After the request is converted to conform to the protocol for communication with the object pool, at 950, the request is sent to the object pool to access the storage resource represented by an object in the object pool, at 960. The object pool processes the request and provides a response or result. The response or result can vary based on the request. For example, the response can include data read from an object, an indication that a write or commit operation was successful, an indication that the access was denied or failed, and/or other results of the request. After the response is received, the response (or storage resource data) is provided to the client, at 970, via the protocol via which the request for access to the storage resource was received, at 910.
FIG. 10 is a system block diagram of another multiple-protocol object-based storage device in communication with a group of clients via a network, according to another embodiment. As illustrated in FIG. 10, clients 1030 and 1050 can access objects in object pool module 1080 or storage device 1010 via network 1070. Object pool module 1080 includes physical storage 1090. Physical storage 1090 includes object-based storage devices 1091, 1093, 1095, and 1097. Physical storage 1090 and object-based storage devices 1091, 1093, 1095, and 1097 are configured to provide an object-based interface to data stored on object-based storage devices 1091, 1093, 1095, and 1097.
Storage device 1010 exports or presents a variety of storage interfaces to clients 1030 and 1050 including an HTTP interface from HTTP module 1050, an NFS interface via NFS module 1040, and an object-based SCSI interface, a block-based SCSI interface, and a stream-based SCSI interface via SCSI transport module 1031. SCSI transport module 1031 can export, for example, an iSCSI interface and SCSI management module 1032 can include OSD, SBC, and SSC modules to implement an object-based SCSI interface, a block-based SCSI interface, and a stream-based SCSI interface, respectively, over the iSCSI interface. In other words, SCSI module 1030 can export a variety of storage interfaces. In some embodiments, other interfaces such as, for example, a CIFS interface and/or an FTP interface can be exposed by storage device 1010.

• Tasks for this exercise:
[1] Based on the storage device text, does each statement agree with it? Answer yes or no for each and quote the words that decide it.
(a) Object pool module 1080 includes physical storage 1090.
(b) The response is provided to the client via a different protocol from the one on which the request was received.
(c) SCSI management module 1032 can include OSD, SBC, and SSC modules.
[2] From the listing, quote the lines word for word, starting at the line that contains "Expected output, for every instance of the wildflower" and continuing through the end of the listing.

(Excerpts of pointing data)

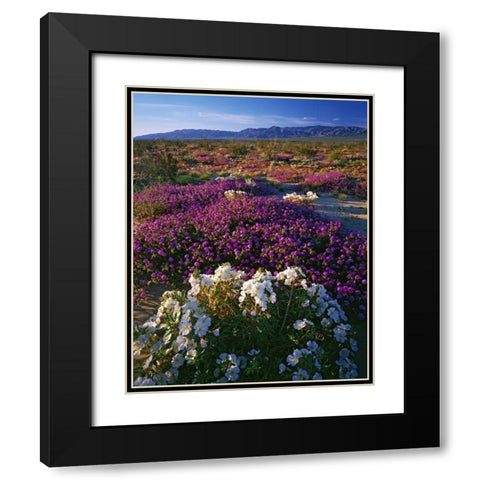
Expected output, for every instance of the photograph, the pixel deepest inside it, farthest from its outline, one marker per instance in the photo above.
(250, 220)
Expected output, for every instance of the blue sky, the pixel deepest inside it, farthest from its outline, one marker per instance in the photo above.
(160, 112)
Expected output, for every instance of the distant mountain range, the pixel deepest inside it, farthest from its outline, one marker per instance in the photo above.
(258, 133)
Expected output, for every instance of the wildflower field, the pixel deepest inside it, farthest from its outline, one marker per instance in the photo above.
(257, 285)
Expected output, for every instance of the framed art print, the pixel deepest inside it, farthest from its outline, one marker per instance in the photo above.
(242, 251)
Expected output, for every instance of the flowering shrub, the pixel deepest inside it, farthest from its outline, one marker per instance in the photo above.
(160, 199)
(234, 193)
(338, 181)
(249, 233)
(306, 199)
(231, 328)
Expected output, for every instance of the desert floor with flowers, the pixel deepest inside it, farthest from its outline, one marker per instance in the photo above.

• Solutions to each task:
[1]
(a) Yes: "Object pool module 1080 includes physical storage 1090."
(b) No: "via the protocol via which the request for access to the storage resource was received, at 910."
(c) Yes: "SCSI management module 1032 can include OSD, SBC, and SSC modules"

[2]
Expected output, for every instance of the wildflower field, the pixel deepest inside it, farthest from its outline, one marker per instance in the photo above.
(257, 285)
Expected output, for every instance of the framed art print, the pixel deepest inside it, farthest from its outline, one marker per instance in the photo above.
(242, 251)
Expected output, for every instance of the flowering shrub, the pixel deepest inside it, farthest from its outline, one marker per instance in the photo above.
(160, 199)
(234, 193)
(338, 181)
(249, 233)
(306, 199)
(231, 328)
Expected output, for every instance of the desert floor with flowers, the pixel deepest inside it, farthest from its outline, one marker per instance in the photo above.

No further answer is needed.